▸ Text segment
Blogs > Cliopatria > Ev Dirksen was a Piker

Nov 26, 2008

Ev Dirksen was a Piker




Senator Everett Dirksen (R, Ill.) was one of the more colorful members in the history of the United States Senate. A fiscal conservative, he is commonly remembered for having said:"A billion here, a billion there; soon you're talking about real money." Dirksen could not have imagined the magnitude of the bailout to which the United States is already committed. Barry Ritholz,"Big Bailouts, Bigger Bucks," The Big Picture, 25 November, puts it this way:
If we add in the Citi bailout, the total cost now exceeds $4.6165 trillion dollars. People have a hard time conceptualizing very large numbers, so let's give this some context. The current Credit Crisis bailout is now the largest outlay In American history.
Jim Bianco of Bianco Research crunched the inflation adjusted numbers. The bailout has cost more than all of these big budget government expenditures – combined:
• Marshall Plan: Cost: $12.7 billion, Inflation Adjusted Cost: $115.3 billion
• Louisiana Purchase: Cost: $15 million, Inflation Adjusted Cost: $217 billion
• Race to the Moon: Cost: $36.4 billion, Inflation Adjusted Cost: $237 billion
• S&L Crisis: Cost: $153 billion, Inflation Adjusted Cost: $256 billion
• Korean War: Cost: $54 billion, Inflation Adjusted Cost: $454 billion
• The New Deal: Cost: $32 billion (Est), Inflation Adjusted Cost: $500 billion (Est)

▸ What to do
**A.** In the blog post on the bailout, what inflation-adjusted cost is given for the Race to the Moon?
**B.** State whether each statement agrees with the blog post on the bailout, answering yes or no and quoting the words of the post that decide it. (i) Everett Dirksen was a Republican senator from Illinois. (ii) The Louisiana Purchase has a higher inflation-adjusted cost than the S&L Crisis. (iii) With the Citi bailout included, the total cost exceeds $5 trillion.
**C.** Continue the blog post on the bailout from the point at which it stops.

▸ Records
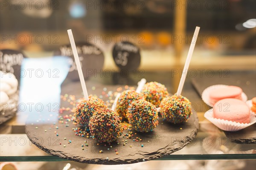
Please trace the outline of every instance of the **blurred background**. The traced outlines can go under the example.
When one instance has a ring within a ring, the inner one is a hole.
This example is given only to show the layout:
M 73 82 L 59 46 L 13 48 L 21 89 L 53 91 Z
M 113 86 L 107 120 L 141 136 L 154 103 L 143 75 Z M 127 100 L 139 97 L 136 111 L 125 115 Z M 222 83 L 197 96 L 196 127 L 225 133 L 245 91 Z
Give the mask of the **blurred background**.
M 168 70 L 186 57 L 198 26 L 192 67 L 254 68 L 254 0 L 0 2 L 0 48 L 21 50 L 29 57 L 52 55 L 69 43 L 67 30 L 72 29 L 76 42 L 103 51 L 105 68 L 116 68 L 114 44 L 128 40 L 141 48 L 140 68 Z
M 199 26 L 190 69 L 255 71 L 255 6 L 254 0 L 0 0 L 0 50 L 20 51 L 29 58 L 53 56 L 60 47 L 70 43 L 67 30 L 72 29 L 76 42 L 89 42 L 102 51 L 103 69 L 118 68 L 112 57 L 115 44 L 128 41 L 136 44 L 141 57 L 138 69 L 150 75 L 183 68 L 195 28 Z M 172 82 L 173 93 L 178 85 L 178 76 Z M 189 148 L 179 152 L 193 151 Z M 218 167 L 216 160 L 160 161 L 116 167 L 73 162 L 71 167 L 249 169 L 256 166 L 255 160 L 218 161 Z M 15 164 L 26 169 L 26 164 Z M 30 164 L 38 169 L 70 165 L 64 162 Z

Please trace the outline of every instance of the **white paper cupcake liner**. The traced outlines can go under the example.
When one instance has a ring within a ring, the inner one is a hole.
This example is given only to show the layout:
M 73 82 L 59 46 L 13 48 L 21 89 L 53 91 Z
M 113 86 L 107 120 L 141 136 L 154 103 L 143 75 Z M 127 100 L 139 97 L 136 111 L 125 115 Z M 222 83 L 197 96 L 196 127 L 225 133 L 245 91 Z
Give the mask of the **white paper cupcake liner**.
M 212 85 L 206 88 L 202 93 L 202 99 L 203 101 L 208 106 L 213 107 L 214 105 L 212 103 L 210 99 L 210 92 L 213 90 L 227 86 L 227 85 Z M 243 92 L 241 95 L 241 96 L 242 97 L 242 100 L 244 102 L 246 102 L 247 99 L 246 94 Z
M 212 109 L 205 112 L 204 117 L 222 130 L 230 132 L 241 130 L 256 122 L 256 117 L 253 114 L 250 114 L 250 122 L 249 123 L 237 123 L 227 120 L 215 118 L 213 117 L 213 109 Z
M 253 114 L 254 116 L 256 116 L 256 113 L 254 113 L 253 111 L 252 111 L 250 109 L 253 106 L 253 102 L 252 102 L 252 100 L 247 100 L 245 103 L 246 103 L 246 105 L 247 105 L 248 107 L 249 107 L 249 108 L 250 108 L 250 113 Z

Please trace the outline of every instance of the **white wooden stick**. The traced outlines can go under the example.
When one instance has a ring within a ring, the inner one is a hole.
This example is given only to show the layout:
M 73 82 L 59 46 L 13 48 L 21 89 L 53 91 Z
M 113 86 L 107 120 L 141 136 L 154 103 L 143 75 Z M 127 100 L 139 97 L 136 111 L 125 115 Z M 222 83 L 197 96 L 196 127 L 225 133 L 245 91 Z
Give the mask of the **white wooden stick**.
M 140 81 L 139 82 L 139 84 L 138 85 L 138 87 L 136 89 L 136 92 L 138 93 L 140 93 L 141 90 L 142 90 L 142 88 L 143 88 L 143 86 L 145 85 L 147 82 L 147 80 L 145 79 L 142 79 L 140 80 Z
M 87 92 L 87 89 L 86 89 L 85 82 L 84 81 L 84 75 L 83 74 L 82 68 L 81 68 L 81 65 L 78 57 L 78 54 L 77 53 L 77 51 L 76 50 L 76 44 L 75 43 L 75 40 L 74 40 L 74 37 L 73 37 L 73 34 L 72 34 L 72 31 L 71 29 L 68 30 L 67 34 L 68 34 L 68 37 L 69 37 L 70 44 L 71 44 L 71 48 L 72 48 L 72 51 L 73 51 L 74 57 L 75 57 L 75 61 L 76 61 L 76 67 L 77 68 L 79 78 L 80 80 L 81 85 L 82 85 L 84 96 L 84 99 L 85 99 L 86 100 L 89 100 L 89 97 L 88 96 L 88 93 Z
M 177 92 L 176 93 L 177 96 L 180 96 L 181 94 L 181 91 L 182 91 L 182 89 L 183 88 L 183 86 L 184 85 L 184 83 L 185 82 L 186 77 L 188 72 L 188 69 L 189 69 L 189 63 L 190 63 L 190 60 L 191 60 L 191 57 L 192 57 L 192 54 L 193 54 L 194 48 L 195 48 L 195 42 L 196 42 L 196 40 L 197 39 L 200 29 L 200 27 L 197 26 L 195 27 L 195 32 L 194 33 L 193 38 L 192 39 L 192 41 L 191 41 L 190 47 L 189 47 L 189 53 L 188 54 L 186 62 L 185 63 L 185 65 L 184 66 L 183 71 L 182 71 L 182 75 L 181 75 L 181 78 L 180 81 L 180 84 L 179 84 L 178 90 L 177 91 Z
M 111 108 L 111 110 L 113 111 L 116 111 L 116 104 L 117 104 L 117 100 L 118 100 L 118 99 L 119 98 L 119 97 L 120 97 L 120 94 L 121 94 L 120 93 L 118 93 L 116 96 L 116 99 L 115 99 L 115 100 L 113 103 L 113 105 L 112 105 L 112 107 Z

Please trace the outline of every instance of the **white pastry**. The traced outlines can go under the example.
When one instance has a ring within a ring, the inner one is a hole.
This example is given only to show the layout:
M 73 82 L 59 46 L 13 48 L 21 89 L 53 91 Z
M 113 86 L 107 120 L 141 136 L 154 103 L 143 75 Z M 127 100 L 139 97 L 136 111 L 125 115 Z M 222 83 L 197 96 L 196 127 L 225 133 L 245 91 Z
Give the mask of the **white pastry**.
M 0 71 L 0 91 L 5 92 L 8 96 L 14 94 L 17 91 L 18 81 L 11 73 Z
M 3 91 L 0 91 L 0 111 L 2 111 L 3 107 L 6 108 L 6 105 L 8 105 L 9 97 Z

▸ Final answers
**A.** $237 billion

**B.**
(i) Yes: "Senator Everett Dirksen (R, Ill.)"
(ii) No: "Louisiana Purchase: Cost: $15 million, Inflation Adjusted Cost: $217 billion" and "S&L Crisis: Cost: $153 billion, Inflation Adjusted Cost: $256 billion"
(iii) No: "the total cost now exceeds $4.6165 trillion dollars"

**C.**
• Invasion of Iraq: Cost: $551b, Inflation Adjusted Cost: $597 billion
• Vietnam War: Cost: $111 billion, Inflation Adjusted Cost: $698 billion
• NASA: Cost: $416.7 billion, Inflation Adjusted Cost: $851.2 billion
TOTAL: $3.92 trillion
That is $686 billion less than the cost of the credit crisis thus far.

The only single American event in history that even comes close to matching the cost of the credit crisis is World War II: Original Cost: $288 billion, Inflation Adjusted Cost: $3.6 trillion.

The $4.6165 trillion dollars committed so far is about a trillion dollars ($979 billion dollars) greater than the entire cost of World War II borne by the United States: $3.6 trillion, adjusted for inflation (original cost was $288 billion).

A trillion here, a trillion there; ....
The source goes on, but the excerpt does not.